**TEXTE**
┌──

Quatre mois de controverses, et puis s'en va. Comme nous le révélions ce mercredi, François Hollande a décidé de renoncer à réviser la Constitution, et ainsi à adopter l'article pour le moins controversé sur la déchéance de nationalité.
Tout ça pour ça, donc. Car cela fait plus de quatre mois que la question de la déchéance agite citoyens et politiques, depuis l’annonce par François Hollande, le 16 novembre devant le Parlement réuni en congrès, de l’extension de la déchéance de nationalité pour tous les condamnés pour actes terroristes, y compris ceux qui sont nés français. Retour sur 19 longues semaines de volte-face de l’exécutif.
16 novembre : François Hollande lance les hostilités
Trois jours après les attentats, le Président surprend son monde en annonçant vouloir modifier la Constitution. La déchéance de nationalité pour les binationaux nés Français s'invite dans son discours : «Nous devons pouvoir déchoir de sa nationalité française un individu condamné pour une atteinte aux intérêts fondamentaux de la nation ou un acte de terrorisme, même s'il est né Français.»
15 décembre : Valls perplexe
Devant les journalistes, Manuel Valls laisse entrevoir les premiers signes d'hésitation et appelle à «être très prudent». Il s'interroge : «Pour trois ou quatre terroristes, est-ce que ça vaut la peine ? Ça ne dissuade aucun terroriste de se faire sauter au Bataclan. Il faut regarder, il faut regarder…»
D'autres responsables de la majorité ne se montrent pas très emballés non plus. Le patron des députés PS, Bruno Le Roux, estime que la disposition «soulève trop de débats annexes à la lutte contre le terrorisme», tandis qu'une ministre dit imaginer «l'effet déflagrateur que cela peut avoir dans notre camp» sans percevoir «d'effet sur la lutte contre le terrorisme».
Quelques jours plus tôt déjà, le patron du PS, Jean-Christophe Cambadélis, estimait que l'élargissement de la déchéance de nationalité n'était «pas une idée de gauche».
17 décembre : le Conseil d’Etat ne dit pas non
Interrogé par le gouvernement sur la constitutionnalité du projet de loi et sa «compatibilité avec les engagements internationaux de la France», le Conseil d'Etat ne tranche pas, signalent les Echos : «La mesure proposée répond à un objectif légitime consistant à sanctionner les auteurs d'infractions si graves qu'ils ne méritent plus d'appartenir à la communauté nationale. La circonstance que les effets pratiques de cette mesure seraient limités n'a pas paru au Conseil d'Etat suffisante pour lui permettre de conclure qu'elle ne serait pas opportune ou qu'elle ne serait pas appropriée à l'objectif poursuivi par le gouvernement.» De plus, «la disposition n'est, par elle-même, contraire à aucun engagement international ou européen auquel la France est partie».

└──

**CONSIGNE 1**
Relevez chaque ligne des entrées contenant le mot « duck ».
Le texte sur la déchéance de nationalité n'a aucun lien avec les entrées.

**LISTE DES DONNÉES**
┌──

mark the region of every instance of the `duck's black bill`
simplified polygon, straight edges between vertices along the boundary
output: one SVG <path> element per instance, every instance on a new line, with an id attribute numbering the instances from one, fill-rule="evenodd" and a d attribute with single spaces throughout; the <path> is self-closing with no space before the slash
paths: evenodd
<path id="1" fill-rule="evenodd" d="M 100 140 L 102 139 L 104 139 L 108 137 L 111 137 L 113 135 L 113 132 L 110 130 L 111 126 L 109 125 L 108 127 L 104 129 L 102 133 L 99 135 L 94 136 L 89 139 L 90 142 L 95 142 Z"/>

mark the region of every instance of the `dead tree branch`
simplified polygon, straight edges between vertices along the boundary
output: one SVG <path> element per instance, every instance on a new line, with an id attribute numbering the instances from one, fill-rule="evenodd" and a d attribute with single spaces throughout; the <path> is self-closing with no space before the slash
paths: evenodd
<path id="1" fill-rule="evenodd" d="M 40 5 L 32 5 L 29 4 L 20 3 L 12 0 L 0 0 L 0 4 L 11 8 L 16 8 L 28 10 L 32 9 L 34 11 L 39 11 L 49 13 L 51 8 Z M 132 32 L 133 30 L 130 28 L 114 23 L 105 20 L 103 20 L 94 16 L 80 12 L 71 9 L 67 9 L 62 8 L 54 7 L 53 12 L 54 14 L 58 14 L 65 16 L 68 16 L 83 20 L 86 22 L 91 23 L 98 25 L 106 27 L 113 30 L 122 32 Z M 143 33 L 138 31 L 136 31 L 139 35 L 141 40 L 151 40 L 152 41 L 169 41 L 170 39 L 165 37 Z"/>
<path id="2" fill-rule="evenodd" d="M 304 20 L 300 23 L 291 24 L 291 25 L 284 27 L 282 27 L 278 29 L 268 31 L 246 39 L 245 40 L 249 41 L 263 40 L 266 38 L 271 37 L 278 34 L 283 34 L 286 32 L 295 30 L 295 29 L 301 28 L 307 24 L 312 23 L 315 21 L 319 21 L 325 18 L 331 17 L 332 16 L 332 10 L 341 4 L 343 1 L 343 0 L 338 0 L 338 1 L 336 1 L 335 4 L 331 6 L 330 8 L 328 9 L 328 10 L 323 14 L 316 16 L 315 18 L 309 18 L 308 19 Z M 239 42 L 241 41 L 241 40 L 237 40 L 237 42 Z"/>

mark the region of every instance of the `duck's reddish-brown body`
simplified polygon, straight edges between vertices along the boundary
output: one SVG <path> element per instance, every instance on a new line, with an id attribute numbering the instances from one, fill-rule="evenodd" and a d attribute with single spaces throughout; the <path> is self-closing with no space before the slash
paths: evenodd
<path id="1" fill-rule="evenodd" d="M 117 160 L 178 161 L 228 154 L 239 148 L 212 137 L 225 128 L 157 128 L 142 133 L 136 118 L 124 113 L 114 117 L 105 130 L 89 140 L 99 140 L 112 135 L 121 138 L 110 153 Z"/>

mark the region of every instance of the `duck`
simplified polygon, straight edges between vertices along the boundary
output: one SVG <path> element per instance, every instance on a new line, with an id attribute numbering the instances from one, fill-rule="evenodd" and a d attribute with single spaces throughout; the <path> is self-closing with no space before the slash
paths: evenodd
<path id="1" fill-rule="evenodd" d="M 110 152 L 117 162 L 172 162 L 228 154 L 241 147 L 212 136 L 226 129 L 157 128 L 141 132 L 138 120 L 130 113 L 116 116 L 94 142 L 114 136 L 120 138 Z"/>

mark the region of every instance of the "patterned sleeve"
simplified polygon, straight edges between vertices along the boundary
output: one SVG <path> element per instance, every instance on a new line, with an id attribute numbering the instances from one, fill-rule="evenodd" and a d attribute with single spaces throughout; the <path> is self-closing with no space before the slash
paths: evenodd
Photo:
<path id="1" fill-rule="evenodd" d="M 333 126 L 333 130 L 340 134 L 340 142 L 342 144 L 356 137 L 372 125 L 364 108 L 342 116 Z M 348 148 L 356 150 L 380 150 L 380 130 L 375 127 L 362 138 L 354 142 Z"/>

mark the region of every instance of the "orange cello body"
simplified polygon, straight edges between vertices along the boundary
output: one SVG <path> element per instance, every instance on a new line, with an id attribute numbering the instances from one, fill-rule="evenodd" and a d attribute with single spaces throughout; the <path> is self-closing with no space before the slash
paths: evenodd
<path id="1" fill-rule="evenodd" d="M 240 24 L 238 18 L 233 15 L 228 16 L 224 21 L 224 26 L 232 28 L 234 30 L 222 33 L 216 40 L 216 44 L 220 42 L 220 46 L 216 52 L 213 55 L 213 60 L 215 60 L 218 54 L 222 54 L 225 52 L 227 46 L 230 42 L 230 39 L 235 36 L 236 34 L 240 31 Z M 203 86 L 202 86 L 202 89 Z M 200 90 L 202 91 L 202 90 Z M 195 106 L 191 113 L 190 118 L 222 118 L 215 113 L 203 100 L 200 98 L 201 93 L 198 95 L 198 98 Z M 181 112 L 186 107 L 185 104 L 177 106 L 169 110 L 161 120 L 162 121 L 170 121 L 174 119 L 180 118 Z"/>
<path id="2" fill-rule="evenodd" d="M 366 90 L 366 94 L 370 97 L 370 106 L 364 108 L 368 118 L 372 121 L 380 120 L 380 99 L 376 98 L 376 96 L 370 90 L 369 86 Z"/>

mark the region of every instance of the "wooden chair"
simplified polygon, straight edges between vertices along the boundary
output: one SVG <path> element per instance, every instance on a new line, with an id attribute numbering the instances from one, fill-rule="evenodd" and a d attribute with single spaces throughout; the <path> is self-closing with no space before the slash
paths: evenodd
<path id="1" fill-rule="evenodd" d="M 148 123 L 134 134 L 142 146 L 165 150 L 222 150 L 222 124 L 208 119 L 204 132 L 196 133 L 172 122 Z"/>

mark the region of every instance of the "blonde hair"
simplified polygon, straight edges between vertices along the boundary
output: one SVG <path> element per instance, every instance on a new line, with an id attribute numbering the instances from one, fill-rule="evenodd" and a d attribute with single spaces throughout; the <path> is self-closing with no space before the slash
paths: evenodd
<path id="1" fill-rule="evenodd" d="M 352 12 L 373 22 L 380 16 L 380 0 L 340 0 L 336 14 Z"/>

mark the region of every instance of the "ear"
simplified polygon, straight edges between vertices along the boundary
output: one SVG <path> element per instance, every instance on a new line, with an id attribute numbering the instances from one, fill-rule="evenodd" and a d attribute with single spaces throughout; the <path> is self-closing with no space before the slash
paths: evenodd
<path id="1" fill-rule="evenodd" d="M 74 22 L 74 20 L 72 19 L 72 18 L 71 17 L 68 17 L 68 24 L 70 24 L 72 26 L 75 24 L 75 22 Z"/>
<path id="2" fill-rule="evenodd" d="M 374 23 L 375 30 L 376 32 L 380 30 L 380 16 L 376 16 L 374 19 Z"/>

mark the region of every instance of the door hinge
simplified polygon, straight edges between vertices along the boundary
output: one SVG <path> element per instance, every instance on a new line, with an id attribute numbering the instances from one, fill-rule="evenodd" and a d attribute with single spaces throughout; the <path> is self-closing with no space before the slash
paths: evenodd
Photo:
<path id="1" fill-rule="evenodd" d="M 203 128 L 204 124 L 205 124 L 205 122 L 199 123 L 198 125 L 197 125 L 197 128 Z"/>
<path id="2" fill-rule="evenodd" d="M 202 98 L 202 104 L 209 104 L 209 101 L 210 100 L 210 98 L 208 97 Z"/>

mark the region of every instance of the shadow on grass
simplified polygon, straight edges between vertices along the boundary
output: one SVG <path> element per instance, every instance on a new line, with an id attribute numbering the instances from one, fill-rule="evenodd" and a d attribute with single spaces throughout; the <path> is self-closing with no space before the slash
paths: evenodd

└──

**CONSIGNE 2**
Reproduisez le passage du texte sur la déchéance de nationalité qui va de « Quatre mois de » jusqu'à « déchéance de nationalité. ».

**RÉSULTAT 1**
mark the region of every instance of the `duck's black bill`
mark the region of every instance of the `duck's reddish-brown body`
mark the region of every instance of the `duck`

**RÉSULTAT 2**
Quatre mois de controverses, et puis s'en va. Comme nous le révélions ce mercredi, François Hollande a décidé de renoncer à réviser la Constitution, et ainsi à adopter l'article pour le moins controversé sur la déchéance de nationalité.